提示文:
********

このテーマ「RECOMEND BOOKS」では、僕が実際に読んだ中で「コレは!!」というオススメや、
気づきに富んだ内容の厳選された本を紹介していくつもりです。
よく、シンクロニシィティ、とか偶然の一致、なんていう言い方をしますが、
「最近気になっていたことについてのことが、偶然に手に取った本にかいてあった」
「本に書かれていた主人公の心情やできごと、これが今の自分と驚くほどにカブっていた」
――そんな経験は、読書好きの方なら何度も経験があるはずです。
実際、ぼくにも何度もそういった不思議な経験があります。
学生時代の話になるのですが、大江健三郎の「洪水は我が魂に及び」という本を、
ある人の話の中に出ていたことがずっと頭に残っていて、あるとき手にとりました。
かなり以前の作品で「野間文芸賞」を受賞した作品です。
その内容はというと、主人公が「自由航海団」という組織に出会い、やがて行動をともにするようになります。

********

記録データ:
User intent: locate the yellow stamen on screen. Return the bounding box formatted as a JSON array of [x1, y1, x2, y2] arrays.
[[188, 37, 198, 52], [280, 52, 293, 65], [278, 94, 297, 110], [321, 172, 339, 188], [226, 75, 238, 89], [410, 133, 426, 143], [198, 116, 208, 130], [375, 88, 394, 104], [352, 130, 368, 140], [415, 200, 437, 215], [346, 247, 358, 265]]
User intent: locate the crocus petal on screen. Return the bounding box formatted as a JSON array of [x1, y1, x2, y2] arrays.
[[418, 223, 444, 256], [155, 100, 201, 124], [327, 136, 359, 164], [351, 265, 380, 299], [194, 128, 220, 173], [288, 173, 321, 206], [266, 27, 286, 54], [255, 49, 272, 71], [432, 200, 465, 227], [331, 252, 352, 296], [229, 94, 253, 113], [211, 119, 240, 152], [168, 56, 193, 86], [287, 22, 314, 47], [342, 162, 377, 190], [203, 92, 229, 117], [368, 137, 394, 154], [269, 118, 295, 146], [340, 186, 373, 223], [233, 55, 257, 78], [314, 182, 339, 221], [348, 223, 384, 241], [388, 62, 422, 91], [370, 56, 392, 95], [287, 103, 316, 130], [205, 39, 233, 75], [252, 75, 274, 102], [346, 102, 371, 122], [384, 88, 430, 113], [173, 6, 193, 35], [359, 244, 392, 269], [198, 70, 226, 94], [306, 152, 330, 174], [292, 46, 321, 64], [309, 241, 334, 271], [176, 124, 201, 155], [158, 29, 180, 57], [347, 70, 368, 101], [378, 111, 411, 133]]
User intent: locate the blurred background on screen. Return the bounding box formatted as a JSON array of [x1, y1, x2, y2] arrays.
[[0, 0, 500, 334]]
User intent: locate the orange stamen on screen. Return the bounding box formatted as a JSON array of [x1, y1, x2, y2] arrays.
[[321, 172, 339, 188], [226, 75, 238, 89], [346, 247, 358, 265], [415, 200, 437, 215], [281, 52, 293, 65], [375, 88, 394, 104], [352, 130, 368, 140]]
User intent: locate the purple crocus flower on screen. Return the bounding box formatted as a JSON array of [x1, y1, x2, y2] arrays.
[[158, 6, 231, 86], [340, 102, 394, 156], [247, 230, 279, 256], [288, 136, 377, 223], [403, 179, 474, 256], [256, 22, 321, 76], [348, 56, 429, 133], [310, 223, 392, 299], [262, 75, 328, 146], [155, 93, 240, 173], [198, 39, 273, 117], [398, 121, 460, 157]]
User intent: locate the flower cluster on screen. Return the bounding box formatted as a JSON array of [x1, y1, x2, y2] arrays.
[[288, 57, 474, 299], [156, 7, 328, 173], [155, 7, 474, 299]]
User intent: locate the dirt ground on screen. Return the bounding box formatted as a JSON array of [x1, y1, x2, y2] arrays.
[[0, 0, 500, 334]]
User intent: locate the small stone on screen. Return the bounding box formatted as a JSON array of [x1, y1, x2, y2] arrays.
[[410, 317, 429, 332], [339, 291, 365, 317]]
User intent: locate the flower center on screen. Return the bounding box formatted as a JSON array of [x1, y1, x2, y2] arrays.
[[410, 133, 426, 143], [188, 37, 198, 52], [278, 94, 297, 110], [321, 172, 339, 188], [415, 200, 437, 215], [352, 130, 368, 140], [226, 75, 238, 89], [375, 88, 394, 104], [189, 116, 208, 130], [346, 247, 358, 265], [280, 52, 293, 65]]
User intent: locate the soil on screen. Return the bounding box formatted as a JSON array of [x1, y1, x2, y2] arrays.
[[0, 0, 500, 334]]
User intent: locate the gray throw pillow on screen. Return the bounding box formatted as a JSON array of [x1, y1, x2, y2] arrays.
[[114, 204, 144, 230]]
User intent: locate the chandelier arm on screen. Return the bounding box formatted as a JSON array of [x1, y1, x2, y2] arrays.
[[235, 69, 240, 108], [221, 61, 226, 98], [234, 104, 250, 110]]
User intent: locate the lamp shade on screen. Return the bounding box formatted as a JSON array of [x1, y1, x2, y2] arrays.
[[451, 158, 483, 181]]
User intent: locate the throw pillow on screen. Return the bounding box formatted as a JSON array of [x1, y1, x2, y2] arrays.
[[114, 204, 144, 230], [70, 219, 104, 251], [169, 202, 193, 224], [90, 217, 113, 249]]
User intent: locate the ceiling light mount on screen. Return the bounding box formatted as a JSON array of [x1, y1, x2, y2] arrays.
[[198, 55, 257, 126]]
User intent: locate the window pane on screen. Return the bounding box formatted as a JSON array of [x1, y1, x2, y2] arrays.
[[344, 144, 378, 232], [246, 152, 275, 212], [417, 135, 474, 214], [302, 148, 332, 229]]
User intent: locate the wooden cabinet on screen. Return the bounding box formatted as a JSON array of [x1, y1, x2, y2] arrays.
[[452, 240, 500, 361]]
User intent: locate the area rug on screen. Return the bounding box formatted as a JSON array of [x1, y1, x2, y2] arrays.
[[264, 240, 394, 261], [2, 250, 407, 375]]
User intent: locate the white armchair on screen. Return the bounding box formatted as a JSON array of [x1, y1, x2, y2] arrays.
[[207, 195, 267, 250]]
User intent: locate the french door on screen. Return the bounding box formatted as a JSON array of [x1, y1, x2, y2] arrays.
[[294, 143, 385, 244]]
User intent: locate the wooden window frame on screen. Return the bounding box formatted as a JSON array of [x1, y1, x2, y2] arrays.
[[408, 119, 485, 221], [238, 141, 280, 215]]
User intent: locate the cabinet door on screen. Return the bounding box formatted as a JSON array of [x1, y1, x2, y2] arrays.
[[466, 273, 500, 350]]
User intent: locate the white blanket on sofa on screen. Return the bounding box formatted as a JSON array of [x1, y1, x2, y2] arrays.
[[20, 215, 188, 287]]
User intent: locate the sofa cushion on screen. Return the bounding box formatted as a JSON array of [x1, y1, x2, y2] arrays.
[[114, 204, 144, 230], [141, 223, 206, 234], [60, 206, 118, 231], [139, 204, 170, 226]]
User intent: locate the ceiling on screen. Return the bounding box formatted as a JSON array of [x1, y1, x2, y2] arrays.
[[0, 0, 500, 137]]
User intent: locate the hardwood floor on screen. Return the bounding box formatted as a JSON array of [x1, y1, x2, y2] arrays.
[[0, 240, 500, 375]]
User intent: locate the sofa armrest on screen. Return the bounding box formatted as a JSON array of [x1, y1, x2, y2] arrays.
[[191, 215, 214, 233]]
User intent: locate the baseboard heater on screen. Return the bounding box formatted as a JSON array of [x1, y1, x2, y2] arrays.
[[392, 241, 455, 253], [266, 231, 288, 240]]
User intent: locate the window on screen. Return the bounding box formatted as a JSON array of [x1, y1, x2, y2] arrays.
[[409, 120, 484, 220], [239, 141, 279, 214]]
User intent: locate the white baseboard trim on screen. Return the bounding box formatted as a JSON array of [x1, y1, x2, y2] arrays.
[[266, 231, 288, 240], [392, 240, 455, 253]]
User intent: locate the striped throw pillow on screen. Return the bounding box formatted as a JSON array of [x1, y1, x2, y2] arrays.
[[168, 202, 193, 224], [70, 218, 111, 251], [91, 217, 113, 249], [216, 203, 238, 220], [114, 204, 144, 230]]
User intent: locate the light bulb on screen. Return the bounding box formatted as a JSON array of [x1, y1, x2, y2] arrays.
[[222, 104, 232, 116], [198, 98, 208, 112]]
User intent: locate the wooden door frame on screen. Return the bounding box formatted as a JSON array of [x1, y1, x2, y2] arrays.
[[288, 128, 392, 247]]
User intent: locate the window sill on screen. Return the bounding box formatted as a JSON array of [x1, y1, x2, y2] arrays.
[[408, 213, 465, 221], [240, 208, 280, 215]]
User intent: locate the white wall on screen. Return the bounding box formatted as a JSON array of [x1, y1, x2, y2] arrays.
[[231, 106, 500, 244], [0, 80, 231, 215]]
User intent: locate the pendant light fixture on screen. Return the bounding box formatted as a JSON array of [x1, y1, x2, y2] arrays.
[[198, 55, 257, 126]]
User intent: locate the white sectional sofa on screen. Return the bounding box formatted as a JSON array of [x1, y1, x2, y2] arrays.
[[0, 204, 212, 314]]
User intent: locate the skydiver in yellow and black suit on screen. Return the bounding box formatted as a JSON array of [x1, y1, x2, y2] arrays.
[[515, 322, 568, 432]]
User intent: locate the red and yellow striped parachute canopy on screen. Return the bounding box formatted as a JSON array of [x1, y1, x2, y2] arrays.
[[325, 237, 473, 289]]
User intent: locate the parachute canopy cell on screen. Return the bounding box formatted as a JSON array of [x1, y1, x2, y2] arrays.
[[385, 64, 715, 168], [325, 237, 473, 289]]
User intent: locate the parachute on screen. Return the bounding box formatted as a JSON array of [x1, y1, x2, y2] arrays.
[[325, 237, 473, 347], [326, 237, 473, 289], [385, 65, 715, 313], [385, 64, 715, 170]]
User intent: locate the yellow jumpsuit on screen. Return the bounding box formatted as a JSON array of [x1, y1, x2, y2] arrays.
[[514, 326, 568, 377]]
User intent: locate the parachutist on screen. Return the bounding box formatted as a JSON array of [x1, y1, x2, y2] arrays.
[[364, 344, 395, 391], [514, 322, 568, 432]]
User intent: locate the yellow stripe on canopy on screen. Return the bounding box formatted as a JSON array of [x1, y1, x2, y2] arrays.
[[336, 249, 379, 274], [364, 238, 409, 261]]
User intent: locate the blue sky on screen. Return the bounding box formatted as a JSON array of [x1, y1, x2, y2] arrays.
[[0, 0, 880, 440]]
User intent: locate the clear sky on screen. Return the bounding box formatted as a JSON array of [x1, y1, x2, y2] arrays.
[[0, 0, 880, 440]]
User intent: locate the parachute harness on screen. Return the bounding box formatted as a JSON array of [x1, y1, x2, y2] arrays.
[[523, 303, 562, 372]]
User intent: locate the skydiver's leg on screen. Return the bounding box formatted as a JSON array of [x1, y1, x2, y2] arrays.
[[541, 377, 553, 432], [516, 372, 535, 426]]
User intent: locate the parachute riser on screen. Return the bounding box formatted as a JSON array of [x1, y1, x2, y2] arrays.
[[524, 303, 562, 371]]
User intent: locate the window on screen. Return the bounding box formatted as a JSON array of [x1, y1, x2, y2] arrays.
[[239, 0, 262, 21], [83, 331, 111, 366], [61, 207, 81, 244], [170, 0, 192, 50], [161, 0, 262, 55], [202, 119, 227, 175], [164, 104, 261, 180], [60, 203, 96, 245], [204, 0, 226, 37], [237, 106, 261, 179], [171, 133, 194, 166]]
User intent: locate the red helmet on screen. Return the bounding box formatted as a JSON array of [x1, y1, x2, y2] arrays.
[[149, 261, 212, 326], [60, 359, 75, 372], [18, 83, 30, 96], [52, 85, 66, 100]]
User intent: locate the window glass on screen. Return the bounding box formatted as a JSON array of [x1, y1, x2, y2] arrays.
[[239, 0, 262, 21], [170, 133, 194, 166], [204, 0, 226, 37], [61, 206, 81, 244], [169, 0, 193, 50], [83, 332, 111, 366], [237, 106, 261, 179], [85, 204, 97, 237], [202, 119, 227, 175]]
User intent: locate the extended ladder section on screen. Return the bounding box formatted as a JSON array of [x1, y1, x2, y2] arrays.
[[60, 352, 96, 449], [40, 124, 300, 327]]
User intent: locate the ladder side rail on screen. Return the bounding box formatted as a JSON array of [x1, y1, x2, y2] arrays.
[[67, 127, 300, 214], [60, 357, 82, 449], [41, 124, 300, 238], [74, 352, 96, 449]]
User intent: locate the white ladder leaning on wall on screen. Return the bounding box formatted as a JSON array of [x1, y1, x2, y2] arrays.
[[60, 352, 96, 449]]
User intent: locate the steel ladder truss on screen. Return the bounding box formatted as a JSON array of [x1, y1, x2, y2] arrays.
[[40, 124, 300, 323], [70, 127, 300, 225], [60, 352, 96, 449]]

********

課題の要件:
上に示した、おすすめの本を紹介する文章を、最後の文の後から書き継いでください。

本課題の解答:
その「自由航海団」は、やがて訪れる“東京崩壊”にそなえ、核避難所跡をその本拠地とし、
たてこもります。しかしやがてリンチ、殺人、強姦・・・といった組織の行為が露呈していき、
反社会的組織とみなされて最後は機動隊に包囲さえていく――という話。
そして僕がその本を読み終えたあと、しばらくたってからあのオウム真理教の事件が起きました。
あともうひとつエピソードを。
村上春樹のエッセイ「村上春樹堂はいかにして鍛えられたか」を読んだときのこと。
この中で、彼自身が育った地域の教育システムについての批判らしき文章がありました。
その地域とは兵庫県の神戸市近郊であり、中学時代のそこでの教師の体罰について、
いまでも苦い思い出として残っている・・・と書かれていました。
そして、その本が刊行された1997年。あの忌まわしい容疑者「酒鬼薔薇聖斗」による、
児童連続殺傷事件が起こります。
そう、神戸を舞台にした連続児童殺傷事件です。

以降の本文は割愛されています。